Saved data entries:
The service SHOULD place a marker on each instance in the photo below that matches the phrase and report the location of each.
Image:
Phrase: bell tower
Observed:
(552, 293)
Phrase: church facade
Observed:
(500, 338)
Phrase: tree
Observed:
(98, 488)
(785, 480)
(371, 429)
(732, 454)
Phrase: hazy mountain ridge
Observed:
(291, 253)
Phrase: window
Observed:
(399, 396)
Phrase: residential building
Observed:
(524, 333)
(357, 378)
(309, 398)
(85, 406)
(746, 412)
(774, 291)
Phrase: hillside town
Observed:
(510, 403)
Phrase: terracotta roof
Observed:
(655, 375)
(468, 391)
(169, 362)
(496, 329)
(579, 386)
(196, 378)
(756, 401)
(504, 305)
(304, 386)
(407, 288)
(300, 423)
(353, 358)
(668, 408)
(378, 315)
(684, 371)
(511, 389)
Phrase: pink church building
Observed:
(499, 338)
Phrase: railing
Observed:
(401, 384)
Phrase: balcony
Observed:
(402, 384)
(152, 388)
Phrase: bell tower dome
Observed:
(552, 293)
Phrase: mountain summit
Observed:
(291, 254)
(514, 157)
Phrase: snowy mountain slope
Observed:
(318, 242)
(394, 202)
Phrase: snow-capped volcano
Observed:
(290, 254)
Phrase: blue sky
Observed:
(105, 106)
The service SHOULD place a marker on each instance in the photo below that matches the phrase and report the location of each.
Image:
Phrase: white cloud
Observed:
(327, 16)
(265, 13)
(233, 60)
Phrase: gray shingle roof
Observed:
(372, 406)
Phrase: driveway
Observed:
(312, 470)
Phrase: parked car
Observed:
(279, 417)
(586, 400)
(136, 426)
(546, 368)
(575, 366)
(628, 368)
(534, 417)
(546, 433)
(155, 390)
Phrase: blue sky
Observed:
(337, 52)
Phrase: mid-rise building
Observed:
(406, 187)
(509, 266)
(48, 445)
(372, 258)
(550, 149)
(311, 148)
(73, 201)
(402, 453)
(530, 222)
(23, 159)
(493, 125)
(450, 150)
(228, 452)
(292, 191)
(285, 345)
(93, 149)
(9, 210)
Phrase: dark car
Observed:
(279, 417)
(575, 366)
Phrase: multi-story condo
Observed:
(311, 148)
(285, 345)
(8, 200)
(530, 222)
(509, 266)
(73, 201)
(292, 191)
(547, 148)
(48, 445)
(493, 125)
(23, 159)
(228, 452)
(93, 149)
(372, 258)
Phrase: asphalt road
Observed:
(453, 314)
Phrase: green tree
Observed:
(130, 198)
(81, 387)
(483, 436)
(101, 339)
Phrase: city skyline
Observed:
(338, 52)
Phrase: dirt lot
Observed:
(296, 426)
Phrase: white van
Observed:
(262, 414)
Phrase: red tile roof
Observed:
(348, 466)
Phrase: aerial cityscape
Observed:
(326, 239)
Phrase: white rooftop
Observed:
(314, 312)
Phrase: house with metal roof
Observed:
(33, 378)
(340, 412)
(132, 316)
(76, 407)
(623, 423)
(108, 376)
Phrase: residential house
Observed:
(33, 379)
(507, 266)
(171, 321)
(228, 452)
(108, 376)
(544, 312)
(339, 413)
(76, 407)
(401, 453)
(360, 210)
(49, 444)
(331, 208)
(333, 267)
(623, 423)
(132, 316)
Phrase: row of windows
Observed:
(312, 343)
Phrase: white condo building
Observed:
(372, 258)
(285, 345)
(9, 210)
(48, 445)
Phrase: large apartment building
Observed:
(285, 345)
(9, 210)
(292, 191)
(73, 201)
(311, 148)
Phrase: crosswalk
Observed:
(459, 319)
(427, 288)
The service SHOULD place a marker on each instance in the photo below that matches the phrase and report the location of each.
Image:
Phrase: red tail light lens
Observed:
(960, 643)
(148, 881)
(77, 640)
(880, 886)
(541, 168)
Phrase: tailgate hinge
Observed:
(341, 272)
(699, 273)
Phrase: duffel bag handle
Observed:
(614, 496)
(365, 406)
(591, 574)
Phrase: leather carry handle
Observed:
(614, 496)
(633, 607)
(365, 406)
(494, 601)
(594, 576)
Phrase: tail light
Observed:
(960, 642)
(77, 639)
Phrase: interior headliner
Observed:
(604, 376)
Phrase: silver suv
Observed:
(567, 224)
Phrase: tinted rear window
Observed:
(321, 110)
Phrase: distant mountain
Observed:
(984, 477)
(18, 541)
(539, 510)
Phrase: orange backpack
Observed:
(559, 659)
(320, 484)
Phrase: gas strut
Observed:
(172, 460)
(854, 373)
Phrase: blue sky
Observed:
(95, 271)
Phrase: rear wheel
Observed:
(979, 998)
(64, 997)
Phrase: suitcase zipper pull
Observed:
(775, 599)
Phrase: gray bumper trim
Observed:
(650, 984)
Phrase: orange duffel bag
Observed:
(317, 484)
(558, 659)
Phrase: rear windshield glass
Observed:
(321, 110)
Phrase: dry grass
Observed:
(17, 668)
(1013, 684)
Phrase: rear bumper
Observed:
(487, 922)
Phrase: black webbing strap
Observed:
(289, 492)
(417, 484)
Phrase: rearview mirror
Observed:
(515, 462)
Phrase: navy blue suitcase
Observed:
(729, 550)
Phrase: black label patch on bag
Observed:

_WHAT TO WORK ON_: Set down verbatim only the lines between the start of the data above and the line with "Phrase: mid-rise building", both boundaries included.

_SOLUTION TO THIS TASK_:
The service SHOULD place a marker on each instance in the photo below that matches the phrase and report the location of each.
Image:
Phrase: bell tower
Observed:
(552, 293)
Phrase: church facade
Observed:
(500, 338)
Phrase: tree
Observed:
(98, 488)
(785, 480)
(371, 429)
(732, 454)
Phrase: hazy mountain ridge
Observed:
(291, 253)
Phrase: window
Observed:
(399, 396)
Phrase: residential building
Observed:
(524, 333)
(357, 378)
(309, 398)
(85, 406)
(746, 412)
(774, 291)
Phrase: hillside town
Observed:
(510, 403)
Phrase: terracotta roof
Observed:
(655, 375)
(468, 391)
(169, 362)
(496, 329)
(579, 386)
(196, 378)
(756, 401)
(504, 305)
(304, 386)
(407, 288)
(300, 423)
(353, 358)
(668, 408)
(378, 315)
(684, 371)
(511, 389)
Phrase: pink church building
Observed:
(499, 338)
Phrase: railing
Observed:
(401, 384)
Phrase: balcony
Observed:
(402, 384)
(152, 388)
Phrase: bell tower dome
Observed:
(552, 293)
Phrase: mountain summit
Observed:
(291, 254)
(514, 157)
Phrase: snowy mountain slope
Observed:
(318, 242)
(394, 202)
Phrase: snow-capped volcano
Observed:
(290, 254)
Phrase: blue sky
Observed:
(105, 106)
The service SHOULD place a marker on each instance in the photo below that matches the phrase and report the location of each.
Image:
Phrase: white cloud
Observed:
(327, 16)
(265, 13)
(233, 60)
Phrase: gray shingle roof
Observed:
(372, 406)
Phrase: driveway
Observed:
(312, 470)
Phrase: parked car
Observed:
(279, 417)
(586, 400)
(136, 426)
(546, 368)
(575, 366)
(628, 368)
(534, 417)
(546, 433)
(155, 390)
Phrase: blue sky
Observed:
(337, 52)
Phrase: mid-rise building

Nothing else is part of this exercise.